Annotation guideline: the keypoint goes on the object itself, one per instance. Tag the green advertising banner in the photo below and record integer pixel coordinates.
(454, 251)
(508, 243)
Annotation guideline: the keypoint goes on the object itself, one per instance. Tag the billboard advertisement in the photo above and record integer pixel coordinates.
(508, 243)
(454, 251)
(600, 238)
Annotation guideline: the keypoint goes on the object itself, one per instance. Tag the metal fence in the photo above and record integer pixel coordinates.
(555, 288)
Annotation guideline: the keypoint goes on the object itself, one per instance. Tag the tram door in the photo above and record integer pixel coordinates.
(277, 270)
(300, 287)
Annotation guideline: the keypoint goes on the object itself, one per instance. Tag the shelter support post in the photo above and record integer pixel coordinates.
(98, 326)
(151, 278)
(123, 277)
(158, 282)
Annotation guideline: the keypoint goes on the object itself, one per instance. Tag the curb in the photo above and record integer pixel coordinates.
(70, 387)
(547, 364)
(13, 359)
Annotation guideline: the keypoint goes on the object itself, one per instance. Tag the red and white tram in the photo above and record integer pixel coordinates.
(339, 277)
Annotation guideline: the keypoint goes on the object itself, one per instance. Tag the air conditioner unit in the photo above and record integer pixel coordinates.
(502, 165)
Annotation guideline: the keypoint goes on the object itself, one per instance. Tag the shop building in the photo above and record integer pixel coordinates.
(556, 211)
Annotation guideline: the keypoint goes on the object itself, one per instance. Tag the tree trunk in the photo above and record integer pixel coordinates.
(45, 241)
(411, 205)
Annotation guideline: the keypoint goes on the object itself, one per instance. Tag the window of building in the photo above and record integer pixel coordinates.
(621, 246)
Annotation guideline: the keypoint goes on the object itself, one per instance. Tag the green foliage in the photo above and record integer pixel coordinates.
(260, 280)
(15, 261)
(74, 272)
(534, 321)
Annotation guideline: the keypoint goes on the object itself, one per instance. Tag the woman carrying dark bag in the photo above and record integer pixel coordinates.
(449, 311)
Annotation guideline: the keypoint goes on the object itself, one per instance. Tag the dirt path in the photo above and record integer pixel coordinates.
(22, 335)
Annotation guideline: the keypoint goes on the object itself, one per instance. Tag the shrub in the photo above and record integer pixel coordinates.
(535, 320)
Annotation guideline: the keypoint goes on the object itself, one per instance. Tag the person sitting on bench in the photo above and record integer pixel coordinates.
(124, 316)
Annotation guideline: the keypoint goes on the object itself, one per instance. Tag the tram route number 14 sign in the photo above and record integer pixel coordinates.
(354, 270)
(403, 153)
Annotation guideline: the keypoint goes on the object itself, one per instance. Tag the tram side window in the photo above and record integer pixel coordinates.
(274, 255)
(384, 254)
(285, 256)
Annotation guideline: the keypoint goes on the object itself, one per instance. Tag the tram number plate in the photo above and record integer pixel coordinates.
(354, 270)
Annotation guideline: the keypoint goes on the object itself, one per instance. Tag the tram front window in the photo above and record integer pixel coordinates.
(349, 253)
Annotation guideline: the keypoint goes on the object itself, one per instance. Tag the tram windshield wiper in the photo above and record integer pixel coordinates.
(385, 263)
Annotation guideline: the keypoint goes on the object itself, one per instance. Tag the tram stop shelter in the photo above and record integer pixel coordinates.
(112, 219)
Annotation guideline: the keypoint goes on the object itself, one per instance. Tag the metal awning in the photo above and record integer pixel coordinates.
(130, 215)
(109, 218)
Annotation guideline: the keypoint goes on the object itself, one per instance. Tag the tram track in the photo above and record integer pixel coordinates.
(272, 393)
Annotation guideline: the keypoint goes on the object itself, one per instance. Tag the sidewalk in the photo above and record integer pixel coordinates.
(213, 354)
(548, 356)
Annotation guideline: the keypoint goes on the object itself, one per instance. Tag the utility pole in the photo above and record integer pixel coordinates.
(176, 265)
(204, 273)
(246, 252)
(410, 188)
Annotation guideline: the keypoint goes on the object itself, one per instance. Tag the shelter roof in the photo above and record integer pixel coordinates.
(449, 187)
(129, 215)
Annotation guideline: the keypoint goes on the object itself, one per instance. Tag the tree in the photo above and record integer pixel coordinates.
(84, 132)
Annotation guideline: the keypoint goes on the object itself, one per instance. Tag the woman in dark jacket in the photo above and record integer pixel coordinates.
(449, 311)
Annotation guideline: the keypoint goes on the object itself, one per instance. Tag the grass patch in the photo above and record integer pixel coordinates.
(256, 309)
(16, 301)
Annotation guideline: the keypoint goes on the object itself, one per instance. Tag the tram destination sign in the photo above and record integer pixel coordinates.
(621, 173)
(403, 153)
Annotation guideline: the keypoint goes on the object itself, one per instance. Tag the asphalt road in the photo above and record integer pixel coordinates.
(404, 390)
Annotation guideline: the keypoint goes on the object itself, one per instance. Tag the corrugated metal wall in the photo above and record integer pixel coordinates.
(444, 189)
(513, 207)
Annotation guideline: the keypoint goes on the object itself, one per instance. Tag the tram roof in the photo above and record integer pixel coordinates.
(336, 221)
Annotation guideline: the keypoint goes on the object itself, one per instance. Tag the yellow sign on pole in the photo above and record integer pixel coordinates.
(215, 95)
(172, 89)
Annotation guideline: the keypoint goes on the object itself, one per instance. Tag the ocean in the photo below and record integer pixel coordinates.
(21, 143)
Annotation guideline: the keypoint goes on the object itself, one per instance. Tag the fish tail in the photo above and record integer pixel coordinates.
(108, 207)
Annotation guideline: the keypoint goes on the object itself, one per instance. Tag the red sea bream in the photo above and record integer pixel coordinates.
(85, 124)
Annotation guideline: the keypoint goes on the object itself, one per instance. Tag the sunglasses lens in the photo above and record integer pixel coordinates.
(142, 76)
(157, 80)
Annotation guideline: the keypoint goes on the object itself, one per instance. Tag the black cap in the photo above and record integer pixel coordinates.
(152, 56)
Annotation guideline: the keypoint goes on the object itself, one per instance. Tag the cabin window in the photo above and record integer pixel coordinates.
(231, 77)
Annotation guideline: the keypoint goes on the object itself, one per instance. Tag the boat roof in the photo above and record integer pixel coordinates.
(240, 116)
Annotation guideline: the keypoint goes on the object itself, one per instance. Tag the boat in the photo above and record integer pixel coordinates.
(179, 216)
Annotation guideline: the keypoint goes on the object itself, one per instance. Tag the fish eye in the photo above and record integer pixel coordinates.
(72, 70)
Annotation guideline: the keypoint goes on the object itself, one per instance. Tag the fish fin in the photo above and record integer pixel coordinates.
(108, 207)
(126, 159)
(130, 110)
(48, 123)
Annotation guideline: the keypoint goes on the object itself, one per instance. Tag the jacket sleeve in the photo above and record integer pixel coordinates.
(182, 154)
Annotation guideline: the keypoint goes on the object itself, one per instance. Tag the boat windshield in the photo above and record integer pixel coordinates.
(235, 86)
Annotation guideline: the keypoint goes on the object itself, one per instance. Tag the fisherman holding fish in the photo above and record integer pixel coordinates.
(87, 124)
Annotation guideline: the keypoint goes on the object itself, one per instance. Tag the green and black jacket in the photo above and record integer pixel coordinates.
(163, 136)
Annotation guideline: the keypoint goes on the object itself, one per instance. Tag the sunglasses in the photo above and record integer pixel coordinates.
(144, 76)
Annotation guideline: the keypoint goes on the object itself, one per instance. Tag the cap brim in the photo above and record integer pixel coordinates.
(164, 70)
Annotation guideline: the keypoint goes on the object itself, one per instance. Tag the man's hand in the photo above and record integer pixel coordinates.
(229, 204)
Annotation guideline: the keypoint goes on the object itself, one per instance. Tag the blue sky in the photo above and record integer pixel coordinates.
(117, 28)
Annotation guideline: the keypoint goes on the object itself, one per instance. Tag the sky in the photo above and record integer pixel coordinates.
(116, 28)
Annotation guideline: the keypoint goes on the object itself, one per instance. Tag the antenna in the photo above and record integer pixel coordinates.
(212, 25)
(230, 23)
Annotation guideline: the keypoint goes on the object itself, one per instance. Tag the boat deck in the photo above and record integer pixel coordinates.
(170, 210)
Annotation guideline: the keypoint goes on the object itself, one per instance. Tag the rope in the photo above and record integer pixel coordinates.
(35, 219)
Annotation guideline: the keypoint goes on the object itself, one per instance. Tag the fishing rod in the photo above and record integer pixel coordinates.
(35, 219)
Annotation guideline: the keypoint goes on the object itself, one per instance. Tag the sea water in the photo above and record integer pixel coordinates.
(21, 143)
=======
▶ [EXERCISE DIRECTIONS]
Begin at the line that has "Tag the rope" and continue through the last line of the records. Write out every line again, requests included, and add 149 to each x and y coordinate of the points.

▶ [FINAL ANSWER]
Annotation guideline: the keypoint goes on the object itself, one per instance. Tag the rope in the photo above and record integer pixel coordinates.
(184, 368)
Annotation guideline: the keypoint goes on the object itself, one per instance. Tag the fishing rod in the photo above and record integer pixel coordinates.
(184, 368)
Annotation guideline: the keypoint goes on the object itself, one per instance. Tag the sea water in the photo above and record integer pixel coordinates.
(170, 292)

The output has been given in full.